* Start Provided data *

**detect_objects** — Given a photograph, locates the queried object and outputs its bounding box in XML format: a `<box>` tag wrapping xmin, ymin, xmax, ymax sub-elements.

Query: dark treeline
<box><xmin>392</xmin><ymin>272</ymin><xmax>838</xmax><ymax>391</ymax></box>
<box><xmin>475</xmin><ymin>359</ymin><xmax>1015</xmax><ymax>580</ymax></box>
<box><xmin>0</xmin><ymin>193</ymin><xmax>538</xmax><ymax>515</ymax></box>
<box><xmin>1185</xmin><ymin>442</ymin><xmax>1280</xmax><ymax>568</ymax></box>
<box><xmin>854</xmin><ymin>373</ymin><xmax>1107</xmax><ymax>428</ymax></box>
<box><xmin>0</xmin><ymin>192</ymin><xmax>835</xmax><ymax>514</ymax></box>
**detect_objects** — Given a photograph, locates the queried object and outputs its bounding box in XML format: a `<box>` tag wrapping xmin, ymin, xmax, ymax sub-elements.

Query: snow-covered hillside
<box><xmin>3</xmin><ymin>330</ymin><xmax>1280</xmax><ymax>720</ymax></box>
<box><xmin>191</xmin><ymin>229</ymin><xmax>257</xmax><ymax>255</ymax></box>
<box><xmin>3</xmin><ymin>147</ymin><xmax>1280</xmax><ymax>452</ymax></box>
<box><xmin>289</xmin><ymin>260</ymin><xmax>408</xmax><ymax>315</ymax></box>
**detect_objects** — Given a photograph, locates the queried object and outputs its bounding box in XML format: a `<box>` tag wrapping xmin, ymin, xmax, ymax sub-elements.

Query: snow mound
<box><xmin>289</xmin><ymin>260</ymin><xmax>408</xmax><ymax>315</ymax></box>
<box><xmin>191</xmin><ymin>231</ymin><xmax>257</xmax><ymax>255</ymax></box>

* End Provided data *

# [Stated task]
Rewrite the lines above as a two-column CSV with the header row request,response. Give one row per request, putting its text and its answer each in a single quoted field with line breaks replaced by spaces.

# [Task answer]
request,response
"**detect_objects** — Given a photograph, locates the queried object and outputs its bounding box in XML format: a `<box>` tag wrapping xmin, ymin, xmax, ymax sub-elements. Query: dark treeline","<box><xmin>392</xmin><ymin>272</ymin><xmax>838</xmax><ymax>391</ymax></box> <box><xmin>475</xmin><ymin>359</ymin><xmax>1015</xmax><ymax>580</ymax></box> <box><xmin>0</xmin><ymin>193</ymin><xmax>538</xmax><ymax>515</ymax></box> <box><xmin>1185</xmin><ymin>442</ymin><xmax>1280</xmax><ymax>568</ymax></box> <box><xmin>854</xmin><ymin>373</ymin><xmax>1107</xmax><ymax>428</ymax></box> <box><xmin>0</xmin><ymin>192</ymin><xmax>835</xmax><ymax>514</ymax></box>"
"**detect_objects** — Given a photograph, locates the queried object and outputs its bounding box in XML format: a `<box>` tag wrapping xmin, ymin, xmax, ymax sub-elements. Query: snow-covered hillside","<box><xmin>3</xmin><ymin>330</ymin><xmax>1280</xmax><ymax>720</ymax></box> <box><xmin>191</xmin><ymin>229</ymin><xmax>257</xmax><ymax>255</ymax></box> <box><xmin>3</xmin><ymin>147</ymin><xmax>1280</xmax><ymax>452</ymax></box> <box><xmin>289</xmin><ymin>260</ymin><xmax>408</xmax><ymax>315</ymax></box>"
"**detect_objects** — Given a photograph, locates the queried object and outputs its bounding box in XML format: a `<box>` tag wrapping xmin, ymin, xmax, ymax sub-elements. Query: snow mound","<box><xmin>289</xmin><ymin>260</ymin><xmax>408</xmax><ymax>315</ymax></box> <box><xmin>191</xmin><ymin>231</ymin><xmax>257</xmax><ymax>255</ymax></box>"